Task details
Pull out every line of the records below that contains the word "upper" and copy each of those lines unchanged.

## start Provided material

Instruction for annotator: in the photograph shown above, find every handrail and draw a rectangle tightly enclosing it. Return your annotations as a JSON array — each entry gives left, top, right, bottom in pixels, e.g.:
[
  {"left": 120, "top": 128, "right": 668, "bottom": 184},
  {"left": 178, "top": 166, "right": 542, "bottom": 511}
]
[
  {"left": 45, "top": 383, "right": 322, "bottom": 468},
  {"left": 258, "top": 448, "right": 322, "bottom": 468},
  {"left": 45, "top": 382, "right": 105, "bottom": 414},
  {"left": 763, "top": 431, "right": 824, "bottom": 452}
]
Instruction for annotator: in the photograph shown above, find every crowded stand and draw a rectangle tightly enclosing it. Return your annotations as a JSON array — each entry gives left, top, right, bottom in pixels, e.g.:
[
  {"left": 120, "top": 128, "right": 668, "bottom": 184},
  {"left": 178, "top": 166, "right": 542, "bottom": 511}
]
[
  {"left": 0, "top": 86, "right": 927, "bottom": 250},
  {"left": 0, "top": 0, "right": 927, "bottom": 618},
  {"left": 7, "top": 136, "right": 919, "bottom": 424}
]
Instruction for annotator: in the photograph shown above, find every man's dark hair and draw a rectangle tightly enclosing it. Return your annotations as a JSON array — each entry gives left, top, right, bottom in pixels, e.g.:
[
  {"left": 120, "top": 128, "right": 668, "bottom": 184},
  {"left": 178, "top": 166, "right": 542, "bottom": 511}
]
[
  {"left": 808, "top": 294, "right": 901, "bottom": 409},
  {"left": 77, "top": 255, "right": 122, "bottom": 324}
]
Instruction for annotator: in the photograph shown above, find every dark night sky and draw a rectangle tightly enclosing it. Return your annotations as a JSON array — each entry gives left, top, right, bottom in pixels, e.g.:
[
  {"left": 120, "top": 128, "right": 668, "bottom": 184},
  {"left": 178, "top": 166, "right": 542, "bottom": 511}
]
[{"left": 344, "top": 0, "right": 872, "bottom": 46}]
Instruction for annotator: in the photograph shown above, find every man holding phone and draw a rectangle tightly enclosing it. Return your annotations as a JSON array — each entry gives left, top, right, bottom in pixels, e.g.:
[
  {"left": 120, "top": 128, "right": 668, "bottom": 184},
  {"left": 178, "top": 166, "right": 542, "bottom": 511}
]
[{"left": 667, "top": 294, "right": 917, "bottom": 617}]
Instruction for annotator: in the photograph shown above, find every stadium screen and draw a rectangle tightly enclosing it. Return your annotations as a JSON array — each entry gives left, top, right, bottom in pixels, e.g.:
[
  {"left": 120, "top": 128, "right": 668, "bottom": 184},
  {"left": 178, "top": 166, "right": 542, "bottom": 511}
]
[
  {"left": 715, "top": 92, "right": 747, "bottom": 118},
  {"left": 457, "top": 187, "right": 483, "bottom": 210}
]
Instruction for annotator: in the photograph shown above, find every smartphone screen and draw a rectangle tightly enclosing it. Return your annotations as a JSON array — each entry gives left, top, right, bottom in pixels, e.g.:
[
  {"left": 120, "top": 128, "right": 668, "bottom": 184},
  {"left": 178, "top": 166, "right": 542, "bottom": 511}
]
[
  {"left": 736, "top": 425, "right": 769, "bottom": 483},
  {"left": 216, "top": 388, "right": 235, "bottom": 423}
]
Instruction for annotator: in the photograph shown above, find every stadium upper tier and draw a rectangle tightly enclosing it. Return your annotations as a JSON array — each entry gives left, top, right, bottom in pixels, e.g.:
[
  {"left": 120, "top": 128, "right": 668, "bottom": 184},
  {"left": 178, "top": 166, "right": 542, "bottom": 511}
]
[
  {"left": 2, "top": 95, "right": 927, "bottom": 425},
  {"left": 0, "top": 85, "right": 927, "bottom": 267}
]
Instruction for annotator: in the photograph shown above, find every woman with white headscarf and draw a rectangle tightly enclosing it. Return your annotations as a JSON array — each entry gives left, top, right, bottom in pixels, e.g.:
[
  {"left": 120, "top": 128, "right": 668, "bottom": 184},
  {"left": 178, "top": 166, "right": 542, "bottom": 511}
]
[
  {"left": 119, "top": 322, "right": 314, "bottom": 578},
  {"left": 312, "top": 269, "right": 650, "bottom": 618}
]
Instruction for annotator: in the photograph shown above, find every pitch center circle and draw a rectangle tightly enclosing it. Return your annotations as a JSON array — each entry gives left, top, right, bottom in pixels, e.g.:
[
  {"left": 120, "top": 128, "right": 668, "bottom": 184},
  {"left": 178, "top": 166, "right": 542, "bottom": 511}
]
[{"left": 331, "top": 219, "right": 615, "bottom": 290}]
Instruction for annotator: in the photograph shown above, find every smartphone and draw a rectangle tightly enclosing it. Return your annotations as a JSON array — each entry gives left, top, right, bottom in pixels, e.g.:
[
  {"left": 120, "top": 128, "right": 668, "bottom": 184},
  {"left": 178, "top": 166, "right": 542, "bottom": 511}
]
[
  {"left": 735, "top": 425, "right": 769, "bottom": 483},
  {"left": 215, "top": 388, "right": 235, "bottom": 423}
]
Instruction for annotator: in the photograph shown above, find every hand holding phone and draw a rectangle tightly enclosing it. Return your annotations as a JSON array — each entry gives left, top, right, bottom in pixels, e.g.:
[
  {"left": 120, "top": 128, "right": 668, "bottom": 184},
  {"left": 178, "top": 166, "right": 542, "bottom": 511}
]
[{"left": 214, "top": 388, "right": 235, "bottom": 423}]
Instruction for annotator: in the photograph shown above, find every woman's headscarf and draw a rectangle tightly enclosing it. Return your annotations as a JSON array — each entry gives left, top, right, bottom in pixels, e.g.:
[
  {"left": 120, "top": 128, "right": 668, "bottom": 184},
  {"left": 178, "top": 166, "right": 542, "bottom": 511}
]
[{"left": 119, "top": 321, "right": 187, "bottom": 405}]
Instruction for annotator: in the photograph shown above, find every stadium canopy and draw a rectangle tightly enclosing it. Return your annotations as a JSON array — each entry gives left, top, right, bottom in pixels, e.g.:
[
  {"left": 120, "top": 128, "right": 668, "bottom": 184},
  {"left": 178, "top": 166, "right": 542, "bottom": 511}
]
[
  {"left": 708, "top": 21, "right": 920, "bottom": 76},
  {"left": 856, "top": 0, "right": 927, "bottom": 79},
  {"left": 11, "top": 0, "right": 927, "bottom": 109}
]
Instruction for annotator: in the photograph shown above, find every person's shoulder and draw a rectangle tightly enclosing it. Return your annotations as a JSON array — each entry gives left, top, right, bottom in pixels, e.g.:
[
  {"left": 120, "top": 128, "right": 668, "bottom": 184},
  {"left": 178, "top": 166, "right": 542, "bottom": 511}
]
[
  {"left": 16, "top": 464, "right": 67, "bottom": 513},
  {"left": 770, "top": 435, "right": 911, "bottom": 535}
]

## end Provided material

Written answer
Instruction for annotator: in the photograph shown above, find every stadium upper tier and draw a rectangle tightly enclosing it. Return your annotations as a JSON array — each entry gives left, top, right, bottom in pixels, e.g.:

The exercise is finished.